What you should do: Please edit the entries below by changing every "one point per line" to "one pair per line" and leaving everything else the same. Omit the pictures from your copy.

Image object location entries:
..............................

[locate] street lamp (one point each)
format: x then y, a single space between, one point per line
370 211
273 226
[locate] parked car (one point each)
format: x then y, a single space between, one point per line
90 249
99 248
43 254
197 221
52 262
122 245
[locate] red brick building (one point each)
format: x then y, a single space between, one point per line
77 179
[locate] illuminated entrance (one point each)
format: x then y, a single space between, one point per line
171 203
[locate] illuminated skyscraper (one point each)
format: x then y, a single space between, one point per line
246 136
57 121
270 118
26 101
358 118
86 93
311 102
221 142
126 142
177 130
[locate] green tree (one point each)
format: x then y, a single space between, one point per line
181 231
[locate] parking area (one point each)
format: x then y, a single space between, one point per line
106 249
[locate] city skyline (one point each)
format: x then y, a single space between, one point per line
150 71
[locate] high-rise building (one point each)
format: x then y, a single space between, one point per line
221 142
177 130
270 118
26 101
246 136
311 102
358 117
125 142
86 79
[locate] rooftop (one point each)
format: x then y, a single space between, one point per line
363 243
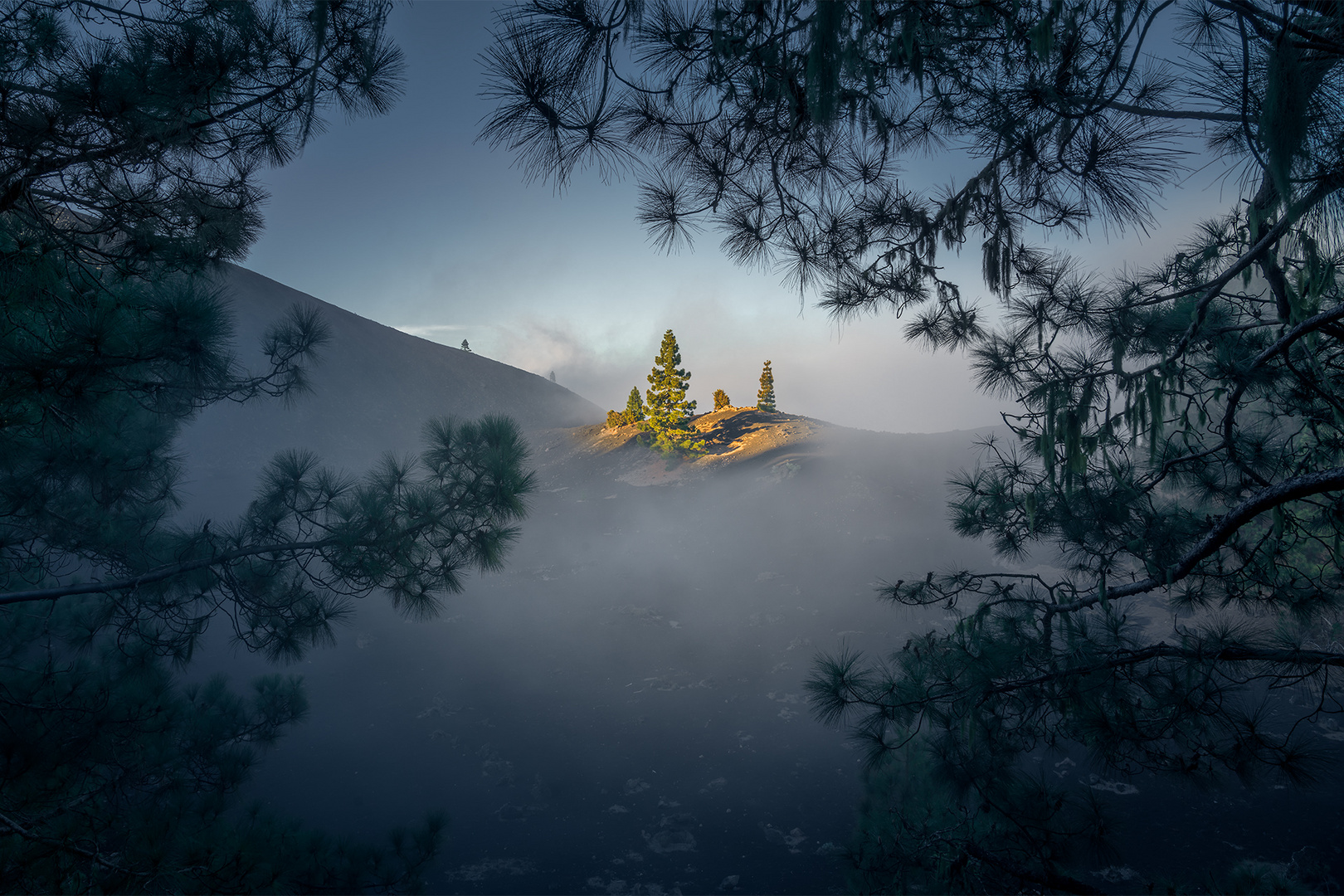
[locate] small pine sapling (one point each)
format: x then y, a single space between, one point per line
635 407
765 398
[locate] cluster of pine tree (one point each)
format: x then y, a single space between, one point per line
667 412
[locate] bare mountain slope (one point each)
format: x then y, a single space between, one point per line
373 392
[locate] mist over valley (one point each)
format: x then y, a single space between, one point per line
621 709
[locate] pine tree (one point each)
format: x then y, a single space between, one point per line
1176 442
668 409
129 141
765 398
633 407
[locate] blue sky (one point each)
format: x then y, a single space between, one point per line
405 219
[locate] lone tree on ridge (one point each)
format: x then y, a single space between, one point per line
668 409
765 397
1175 448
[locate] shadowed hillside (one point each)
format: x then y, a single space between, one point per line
373 391
621 709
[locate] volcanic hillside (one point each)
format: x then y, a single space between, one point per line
373 390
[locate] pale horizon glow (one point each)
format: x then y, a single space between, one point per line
407 221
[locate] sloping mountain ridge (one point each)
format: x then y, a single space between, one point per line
621 709
373 390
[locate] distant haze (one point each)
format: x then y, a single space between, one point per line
407 222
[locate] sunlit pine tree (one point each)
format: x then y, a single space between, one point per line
668 409
765 397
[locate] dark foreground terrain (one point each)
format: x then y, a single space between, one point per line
621 709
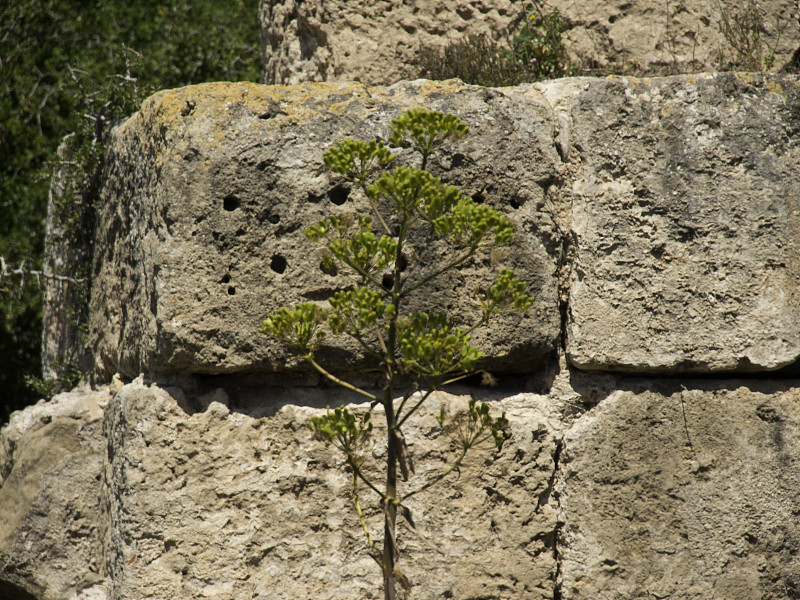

..............................

The response:
[locate] street lamp (one point each)
format: x then y, a single space between, one pair per line
370 211
273 226
[locate] parked car (one point each)
format: x then y, a single space between, one pair per line
90 249
99 248
43 254
197 221
52 262
122 245
[locate] red brick building (one point each)
format: x then y, a single space between, one pair per line
77 179
[locate] illuminated entrance (one point each)
format: x then y, a single space between, one pair per line
171 203
[locate] illuminated skyscraper (one point each)
format: x then y, a single space between, one pair per line
246 136
57 121
270 118
26 101
358 118
86 93
311 102
221 142
126 142
177 130
[locate] green tree (one point each)
format: x then y, a single space between, one pair per line
181 231
[locate] parking area (one point each)
format: x then y, a single space between, one pair per line
106 249
[locate] city skyline (one point each)
format: x then y, a single space between, one pair per line
150 71
[locate] high-rise building (one point each)
format: x then y, a single space between, one pair per line
221 142
177 130
270 118
26 101
246 136
311 102
358 117
125 142
86 79
[locate] rooftop (one point each)
format: x then y, a single space between, one pair per line
363 243
[locate] small pine sapling (one point each)
format: x then y, a single space between, one pair per line
635 407
765 398
[locate] cluster of pine tree (one point each)
format: x then y, a single space between, one pair per line
667 412
[locate] bare mountain slope (one point each)
format: x then y, a single space between, one pair per line
373 392
[locate] mist over valley (one point each)
format: x then y, a single space between, one pair per line
621 709
[locate] pine tree (one point each)
format: x then y, a single space between, one pair per line
1176 442
668 409
129 141
765 398
633 407
[locate] blue sky (one point each)
format: x then y, a single space between, one pair per line
405 219
[locate] lone tree on ridge (one point each)
format: x then y, a single space between, one pair per line
668 409
765 397
1175 448
[locate] shadowed hillside (one point each)
format: x then y, a single space between, one pair per line
373 391
621 709
[locate] volcanic hillside (one point each)
format: x then y, a single space between, one pair per line
373 390
[locate] pale horizon glow (one point each)
format: x then y, a single space between, one pair per line
407 221
[locate] sloping mountain ridge (one point each)
format: x then y, a single space between, one pair per line
621 709
373 390
[locate] distant haze (one point each)
format: x then y, a single space between, one pair per line
407 222
[locate] sunlit pine tree (one point each)
format: x then y, a single space between, one pair per line
668 409
765 397
[locate] dark foreground terrain (one point each)
format: x then y, a single space between, one pair per line
621 709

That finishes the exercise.